# Hyperbike or Haflinger LOL



## drivin*me*buggy (Oct 27, 2010)

Hi All,

I haven't been on the forum in FOREVER! Life has kept me hopping- too busy really to enjoy things. Recently I sold my Fjord as I could no longer juggle boarding him and working the 2 minis here at home. If he were older and had seen more of the world, he could have come here. But for a young, green biggie, our setup is a little small. I found him a dream home where the lady will develop him to his full potential and I can VISIT!

So...anyway, I have LOVED getting back into riding regularly and now that my Fjord boy is not with me- I miss it terribly.

Next year I could put up the facilities to keep a mellow laid back bombproof biggie here (thinking haflinger-as there are more to choose from here and price point is more affordable) or just sticking with my 2 minis that I drive and getting a hyperbike! I think Buck would love the lightweight aspect of the 'Bike. Wish is a powerhouse anyway and so not thinking about it so much for her.

Written exercise A: In the forum post, why did the poster sell the Fjord?
Written exercise B: Reproduce the forum post word for word, starting at "# Hyperbike or" and ending at "I can VISIT!".
Written exercise C: Resume the forum post about choosing between a Haflinger and a hyperbike, picking up right after its last sentence.
The rows after this point play no part in this work.

Data rows:
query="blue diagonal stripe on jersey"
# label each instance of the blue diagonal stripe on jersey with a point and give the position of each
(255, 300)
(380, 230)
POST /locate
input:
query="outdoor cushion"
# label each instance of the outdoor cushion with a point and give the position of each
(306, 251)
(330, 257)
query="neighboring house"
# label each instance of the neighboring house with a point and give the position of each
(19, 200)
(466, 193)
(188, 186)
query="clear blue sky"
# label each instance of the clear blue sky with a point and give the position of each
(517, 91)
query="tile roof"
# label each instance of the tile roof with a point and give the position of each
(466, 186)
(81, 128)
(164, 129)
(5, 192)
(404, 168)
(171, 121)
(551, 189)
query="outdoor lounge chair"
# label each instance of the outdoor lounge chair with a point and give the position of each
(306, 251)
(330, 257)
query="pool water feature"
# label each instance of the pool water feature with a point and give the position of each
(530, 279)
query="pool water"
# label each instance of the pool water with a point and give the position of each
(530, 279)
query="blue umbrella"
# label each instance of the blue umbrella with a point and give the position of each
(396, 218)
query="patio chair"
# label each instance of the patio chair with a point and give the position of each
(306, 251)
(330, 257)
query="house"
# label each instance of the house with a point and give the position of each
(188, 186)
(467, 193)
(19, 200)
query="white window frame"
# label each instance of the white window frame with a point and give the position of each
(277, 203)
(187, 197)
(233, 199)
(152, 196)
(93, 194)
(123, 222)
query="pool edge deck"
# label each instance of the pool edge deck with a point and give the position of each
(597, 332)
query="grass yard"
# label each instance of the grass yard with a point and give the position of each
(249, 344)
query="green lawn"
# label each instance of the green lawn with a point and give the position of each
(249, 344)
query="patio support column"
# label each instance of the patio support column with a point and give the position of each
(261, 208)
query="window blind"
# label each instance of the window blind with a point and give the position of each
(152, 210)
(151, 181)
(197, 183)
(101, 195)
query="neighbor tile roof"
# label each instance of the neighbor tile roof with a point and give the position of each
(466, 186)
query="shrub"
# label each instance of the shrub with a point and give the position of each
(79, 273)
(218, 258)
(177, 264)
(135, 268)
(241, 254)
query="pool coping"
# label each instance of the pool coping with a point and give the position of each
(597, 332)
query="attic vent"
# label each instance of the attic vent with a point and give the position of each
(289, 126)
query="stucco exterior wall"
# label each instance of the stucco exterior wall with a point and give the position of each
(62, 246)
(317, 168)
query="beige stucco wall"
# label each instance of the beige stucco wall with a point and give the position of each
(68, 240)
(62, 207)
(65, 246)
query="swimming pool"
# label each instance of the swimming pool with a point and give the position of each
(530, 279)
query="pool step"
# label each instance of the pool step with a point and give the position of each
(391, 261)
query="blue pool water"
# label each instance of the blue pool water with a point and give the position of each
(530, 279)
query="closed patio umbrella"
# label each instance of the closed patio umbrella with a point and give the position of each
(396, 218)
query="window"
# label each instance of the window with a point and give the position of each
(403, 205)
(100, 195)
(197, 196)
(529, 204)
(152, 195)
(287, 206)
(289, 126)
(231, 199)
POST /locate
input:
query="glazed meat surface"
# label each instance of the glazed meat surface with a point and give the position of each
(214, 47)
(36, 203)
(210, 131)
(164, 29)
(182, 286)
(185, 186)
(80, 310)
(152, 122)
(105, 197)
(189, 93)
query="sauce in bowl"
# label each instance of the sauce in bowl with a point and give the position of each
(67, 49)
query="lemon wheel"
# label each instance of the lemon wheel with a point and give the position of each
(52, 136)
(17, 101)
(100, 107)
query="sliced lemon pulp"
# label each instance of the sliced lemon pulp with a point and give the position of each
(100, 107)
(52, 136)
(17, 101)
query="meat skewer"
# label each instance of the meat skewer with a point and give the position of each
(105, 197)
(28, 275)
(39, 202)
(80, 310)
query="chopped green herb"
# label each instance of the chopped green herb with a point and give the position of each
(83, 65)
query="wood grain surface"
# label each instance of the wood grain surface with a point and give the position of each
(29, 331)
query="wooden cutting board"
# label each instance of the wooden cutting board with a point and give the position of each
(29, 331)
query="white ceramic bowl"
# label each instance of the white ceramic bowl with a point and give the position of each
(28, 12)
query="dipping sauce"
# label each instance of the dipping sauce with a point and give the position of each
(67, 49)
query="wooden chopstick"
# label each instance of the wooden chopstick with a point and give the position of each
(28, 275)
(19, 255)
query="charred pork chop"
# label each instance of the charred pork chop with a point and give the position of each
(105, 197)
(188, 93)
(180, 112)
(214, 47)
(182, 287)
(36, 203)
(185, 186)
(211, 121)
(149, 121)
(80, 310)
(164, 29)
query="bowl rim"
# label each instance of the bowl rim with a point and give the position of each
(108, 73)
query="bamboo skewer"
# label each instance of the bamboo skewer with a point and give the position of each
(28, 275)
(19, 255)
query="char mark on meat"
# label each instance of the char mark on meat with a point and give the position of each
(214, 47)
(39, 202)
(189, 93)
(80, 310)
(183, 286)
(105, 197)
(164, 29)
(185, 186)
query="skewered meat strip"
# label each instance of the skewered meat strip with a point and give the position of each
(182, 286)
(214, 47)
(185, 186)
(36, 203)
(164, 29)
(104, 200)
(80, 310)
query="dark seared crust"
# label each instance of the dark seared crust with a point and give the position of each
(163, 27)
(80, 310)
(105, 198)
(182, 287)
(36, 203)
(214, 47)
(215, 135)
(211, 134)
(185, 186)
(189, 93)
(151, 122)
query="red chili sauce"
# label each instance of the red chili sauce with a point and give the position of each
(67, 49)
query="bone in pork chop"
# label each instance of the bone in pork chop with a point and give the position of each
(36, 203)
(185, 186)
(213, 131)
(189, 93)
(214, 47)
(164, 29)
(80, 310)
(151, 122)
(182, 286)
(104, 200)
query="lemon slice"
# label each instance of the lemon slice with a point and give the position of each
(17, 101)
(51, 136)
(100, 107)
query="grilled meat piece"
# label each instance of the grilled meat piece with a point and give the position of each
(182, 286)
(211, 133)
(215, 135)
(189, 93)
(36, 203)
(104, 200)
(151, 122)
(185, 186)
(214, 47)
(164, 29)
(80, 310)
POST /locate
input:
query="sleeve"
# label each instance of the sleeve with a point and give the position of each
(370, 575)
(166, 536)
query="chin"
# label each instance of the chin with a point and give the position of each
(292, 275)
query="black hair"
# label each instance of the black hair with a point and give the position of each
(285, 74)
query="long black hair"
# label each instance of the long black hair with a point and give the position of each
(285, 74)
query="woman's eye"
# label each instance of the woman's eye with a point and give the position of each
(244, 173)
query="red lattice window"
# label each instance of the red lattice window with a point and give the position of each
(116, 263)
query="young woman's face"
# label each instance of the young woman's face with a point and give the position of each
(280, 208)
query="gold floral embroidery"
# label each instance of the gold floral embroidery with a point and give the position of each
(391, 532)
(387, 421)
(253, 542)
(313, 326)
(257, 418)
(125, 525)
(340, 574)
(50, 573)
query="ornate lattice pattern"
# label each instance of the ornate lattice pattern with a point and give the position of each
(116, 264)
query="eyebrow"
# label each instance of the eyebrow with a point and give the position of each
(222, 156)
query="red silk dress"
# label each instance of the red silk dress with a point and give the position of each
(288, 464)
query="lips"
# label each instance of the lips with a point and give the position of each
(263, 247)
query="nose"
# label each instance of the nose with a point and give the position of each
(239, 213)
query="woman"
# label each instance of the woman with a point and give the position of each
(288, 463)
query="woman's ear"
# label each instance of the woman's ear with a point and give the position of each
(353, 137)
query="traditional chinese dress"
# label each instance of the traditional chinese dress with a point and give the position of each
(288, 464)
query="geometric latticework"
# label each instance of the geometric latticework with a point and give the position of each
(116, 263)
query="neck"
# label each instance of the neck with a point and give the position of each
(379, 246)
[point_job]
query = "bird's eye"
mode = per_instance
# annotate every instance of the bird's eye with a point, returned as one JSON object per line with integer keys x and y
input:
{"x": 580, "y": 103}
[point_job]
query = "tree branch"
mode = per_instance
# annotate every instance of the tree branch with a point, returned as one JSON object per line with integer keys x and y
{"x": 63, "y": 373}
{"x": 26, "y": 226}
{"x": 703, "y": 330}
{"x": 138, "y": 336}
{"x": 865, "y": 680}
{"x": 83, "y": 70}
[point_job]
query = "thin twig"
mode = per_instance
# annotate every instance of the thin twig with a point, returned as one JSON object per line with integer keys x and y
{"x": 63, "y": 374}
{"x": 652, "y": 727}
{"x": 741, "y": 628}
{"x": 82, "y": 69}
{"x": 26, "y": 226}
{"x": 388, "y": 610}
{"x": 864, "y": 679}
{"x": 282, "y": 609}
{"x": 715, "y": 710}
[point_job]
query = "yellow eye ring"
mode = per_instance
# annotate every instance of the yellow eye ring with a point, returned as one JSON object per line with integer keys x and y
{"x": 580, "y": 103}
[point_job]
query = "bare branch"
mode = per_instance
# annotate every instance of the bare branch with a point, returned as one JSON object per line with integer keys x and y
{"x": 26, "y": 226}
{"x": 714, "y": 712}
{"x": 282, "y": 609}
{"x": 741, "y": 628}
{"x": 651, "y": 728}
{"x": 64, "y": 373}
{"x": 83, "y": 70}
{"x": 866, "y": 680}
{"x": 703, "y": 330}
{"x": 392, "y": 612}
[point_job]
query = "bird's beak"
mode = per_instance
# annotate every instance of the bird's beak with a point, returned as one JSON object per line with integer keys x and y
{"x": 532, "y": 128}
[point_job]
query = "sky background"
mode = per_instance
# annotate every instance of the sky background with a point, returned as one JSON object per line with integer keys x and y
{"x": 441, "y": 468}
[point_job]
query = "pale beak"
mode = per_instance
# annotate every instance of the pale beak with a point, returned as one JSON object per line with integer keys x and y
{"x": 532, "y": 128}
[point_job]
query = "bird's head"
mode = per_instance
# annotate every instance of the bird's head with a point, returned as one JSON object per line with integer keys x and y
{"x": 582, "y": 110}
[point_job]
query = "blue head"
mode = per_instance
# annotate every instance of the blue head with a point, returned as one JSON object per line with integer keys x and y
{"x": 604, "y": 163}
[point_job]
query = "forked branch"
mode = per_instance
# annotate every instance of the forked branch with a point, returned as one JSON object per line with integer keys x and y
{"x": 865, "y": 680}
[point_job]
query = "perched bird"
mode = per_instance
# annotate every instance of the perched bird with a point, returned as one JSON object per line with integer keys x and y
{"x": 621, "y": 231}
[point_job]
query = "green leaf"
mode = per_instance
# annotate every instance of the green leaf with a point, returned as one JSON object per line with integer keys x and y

Written reply A: The poster could no longer juggle boarding him and working the 2 minis at home.

Written reply B:
# Hyperbike or Haflinger LOL



## drivin*me*buggy (Oct 27, 2010)

Hi All,

I haven't been on the forum in FOREVER! Life has kept me hopping- too busy really to enjoy things. Recently I sold my Fjord as I could no longer juggle boarding him and working the 2 minis here at home. If he were older and had seen more of the world, he could have come here. But for a young, green biggie, our setup is a little small. I found him a dream home where the lady will develop him to his full potential and I can VISIT!

Written reply C:
Wanna help me think this through? 

Angie


----------



## candycar (Oct 28, 2010)

Get the HyperBike! They are a blast! Your minis will love the freedom. Do you really want the extra hassle and expense of another big horse just for a few hours a week riding? Spend the time you would devote to the biggie with the minis driving over hill and dale.




JMHO


----------



## Jill (Oct 28, 2010)

I vote Haflinger


----------



## ~Lisa~ (Oct 28, 2010)

I am with Jill Haflinger....

If you truly enjoy riding and miss it then Iwould say get a big horse. Driving is great but it is not the same as riding at all


----------



## ThreeCFarm (Oct 28, 2010)

I agree with Lisa...I ride and drive, and there is nothing like being on the back of a good horse!!


----------



## Mominis (Oct 28, 2010)

I'd go with the Hyperbike. It doesn't eat or need a blanket and you could wait and find the right horse later.


----------



## Carolyn R (Oct 28, 2010)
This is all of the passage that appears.